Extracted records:
* Start *

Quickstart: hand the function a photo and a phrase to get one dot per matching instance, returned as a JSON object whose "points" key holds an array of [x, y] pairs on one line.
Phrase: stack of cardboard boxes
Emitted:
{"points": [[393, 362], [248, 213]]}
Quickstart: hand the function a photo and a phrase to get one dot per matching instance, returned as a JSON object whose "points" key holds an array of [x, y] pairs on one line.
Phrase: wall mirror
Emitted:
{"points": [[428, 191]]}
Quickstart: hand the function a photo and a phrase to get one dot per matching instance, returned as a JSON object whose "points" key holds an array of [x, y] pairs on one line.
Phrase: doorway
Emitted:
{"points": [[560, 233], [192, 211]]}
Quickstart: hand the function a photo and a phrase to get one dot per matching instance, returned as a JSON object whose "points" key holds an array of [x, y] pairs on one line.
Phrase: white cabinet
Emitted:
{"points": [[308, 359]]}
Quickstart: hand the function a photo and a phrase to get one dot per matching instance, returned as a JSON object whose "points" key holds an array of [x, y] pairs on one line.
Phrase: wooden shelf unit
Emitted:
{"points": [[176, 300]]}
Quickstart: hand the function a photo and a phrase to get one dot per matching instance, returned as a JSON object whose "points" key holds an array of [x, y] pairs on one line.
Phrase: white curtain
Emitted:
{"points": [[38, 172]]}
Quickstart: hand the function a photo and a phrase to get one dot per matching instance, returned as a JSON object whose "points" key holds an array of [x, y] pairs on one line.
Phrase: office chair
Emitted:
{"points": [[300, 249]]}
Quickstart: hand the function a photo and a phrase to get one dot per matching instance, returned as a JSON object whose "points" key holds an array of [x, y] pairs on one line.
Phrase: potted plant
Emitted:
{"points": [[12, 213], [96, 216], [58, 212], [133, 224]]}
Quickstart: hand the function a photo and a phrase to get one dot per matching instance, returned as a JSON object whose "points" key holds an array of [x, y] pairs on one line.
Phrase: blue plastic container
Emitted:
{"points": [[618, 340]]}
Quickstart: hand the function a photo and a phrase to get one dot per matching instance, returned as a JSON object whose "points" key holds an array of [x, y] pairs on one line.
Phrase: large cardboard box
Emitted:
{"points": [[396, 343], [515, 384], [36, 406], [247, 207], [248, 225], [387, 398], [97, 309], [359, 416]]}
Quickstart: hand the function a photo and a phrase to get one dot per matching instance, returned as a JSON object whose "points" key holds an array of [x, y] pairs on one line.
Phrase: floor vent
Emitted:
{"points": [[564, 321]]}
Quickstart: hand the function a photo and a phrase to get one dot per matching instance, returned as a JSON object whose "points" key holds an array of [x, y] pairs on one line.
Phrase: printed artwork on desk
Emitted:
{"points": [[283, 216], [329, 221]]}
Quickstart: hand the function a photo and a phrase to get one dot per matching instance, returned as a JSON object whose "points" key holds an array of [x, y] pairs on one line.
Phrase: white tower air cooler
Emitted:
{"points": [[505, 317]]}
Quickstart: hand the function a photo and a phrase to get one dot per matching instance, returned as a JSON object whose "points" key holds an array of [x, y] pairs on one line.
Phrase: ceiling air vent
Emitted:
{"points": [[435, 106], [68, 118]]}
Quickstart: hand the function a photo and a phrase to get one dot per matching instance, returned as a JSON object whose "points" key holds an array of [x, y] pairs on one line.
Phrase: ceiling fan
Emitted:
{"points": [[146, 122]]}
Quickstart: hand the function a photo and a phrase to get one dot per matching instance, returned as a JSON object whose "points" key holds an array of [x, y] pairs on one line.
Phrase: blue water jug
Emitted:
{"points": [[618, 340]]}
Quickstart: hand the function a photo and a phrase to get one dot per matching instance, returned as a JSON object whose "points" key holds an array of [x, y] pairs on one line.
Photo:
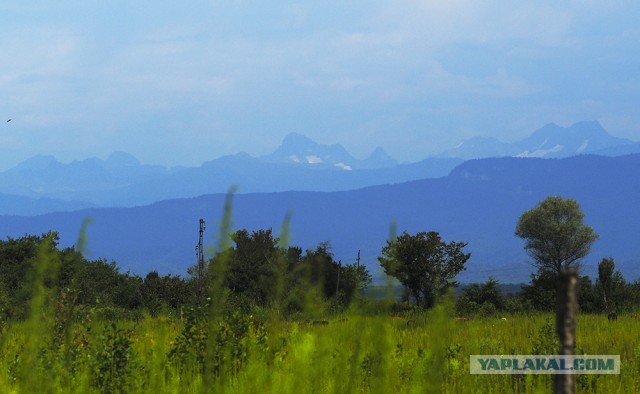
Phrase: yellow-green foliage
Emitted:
{"points": [[426, 352], [215, 348]]}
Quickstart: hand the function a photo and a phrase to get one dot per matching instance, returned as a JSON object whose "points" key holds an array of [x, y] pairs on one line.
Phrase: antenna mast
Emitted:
{"points": [[200, 253]]}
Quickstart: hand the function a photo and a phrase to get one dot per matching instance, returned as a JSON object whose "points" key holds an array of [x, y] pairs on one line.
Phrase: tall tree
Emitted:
{"points": [[605, 276], [555, 234], [424, 264]]}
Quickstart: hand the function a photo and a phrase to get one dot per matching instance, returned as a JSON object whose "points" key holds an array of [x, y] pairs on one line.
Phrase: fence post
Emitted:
{"points": [[566, 322]]}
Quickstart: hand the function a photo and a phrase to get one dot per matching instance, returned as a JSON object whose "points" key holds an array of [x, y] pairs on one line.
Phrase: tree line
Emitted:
{"points": [[257, 264]]}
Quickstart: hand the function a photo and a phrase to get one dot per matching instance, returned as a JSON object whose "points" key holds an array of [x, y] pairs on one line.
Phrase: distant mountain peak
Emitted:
{"points": [[548, 141], [38, 162], [380, 159], [122, 159]]}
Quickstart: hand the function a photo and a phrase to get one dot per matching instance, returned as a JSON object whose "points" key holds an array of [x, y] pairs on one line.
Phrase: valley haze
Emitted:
{"points": [[476, 201]]}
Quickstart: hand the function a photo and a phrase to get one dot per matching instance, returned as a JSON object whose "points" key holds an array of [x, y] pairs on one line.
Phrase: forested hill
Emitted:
{"points": [[479, 202]]}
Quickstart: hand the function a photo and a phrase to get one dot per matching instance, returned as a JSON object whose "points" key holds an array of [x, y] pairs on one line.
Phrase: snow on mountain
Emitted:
{"points": [[297, 149], [550, 141]]}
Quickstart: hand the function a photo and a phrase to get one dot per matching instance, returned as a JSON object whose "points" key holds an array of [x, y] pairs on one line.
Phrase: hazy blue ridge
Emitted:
{"points": [[479, 202]]}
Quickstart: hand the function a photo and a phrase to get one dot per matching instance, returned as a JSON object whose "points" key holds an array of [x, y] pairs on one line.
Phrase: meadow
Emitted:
{"points": [[222, 344], [364, 349]]}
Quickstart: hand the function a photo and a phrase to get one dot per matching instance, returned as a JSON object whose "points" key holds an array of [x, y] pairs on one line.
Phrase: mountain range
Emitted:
{"points": [[42, 184], [479, 202]]}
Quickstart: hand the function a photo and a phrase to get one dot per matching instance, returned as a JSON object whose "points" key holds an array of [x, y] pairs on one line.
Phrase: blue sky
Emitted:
{"points": [[179, 83]]}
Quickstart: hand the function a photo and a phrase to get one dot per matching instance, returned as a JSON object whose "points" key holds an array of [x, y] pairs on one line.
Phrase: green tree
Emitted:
{"points": [[605, 278], [476, 295], [424, 264], [555, 234]]}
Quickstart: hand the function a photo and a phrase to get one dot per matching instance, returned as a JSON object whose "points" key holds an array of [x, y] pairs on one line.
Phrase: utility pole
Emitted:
{"points": [[566, 321]]}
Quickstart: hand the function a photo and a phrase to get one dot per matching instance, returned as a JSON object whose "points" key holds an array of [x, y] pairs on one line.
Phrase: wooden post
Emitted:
{"points": [[566, 322]]}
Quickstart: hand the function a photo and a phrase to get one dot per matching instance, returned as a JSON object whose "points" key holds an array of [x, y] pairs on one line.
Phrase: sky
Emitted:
{"points": [[180, 83]]}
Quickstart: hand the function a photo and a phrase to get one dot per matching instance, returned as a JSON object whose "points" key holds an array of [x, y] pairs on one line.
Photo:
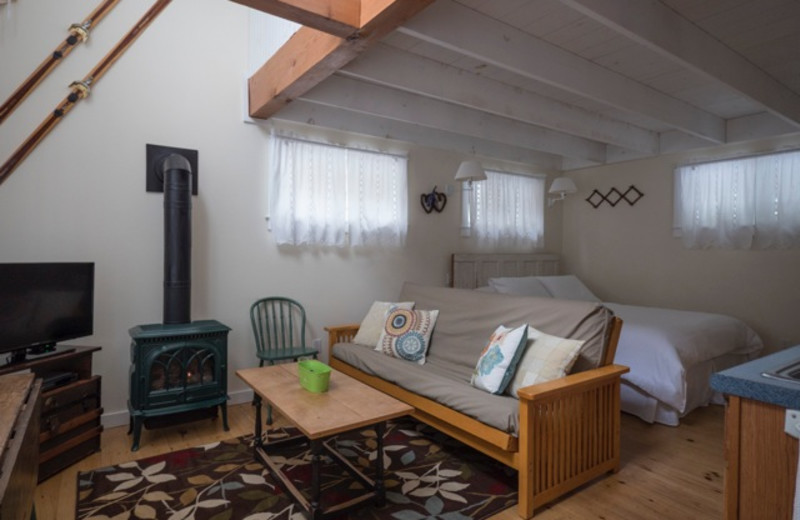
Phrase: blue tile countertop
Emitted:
{"points": [[745, 380]]}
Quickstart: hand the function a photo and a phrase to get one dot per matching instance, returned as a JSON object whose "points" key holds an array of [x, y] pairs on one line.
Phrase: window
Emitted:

* End *

What needs to be done: Which lines of the records above contain the string "mountain"? Report each of those lines in full, matching case exactly.

Completed exercise:
Phrase: distant mountain peak
Phrase: snow on mountain
Phrase: mountain range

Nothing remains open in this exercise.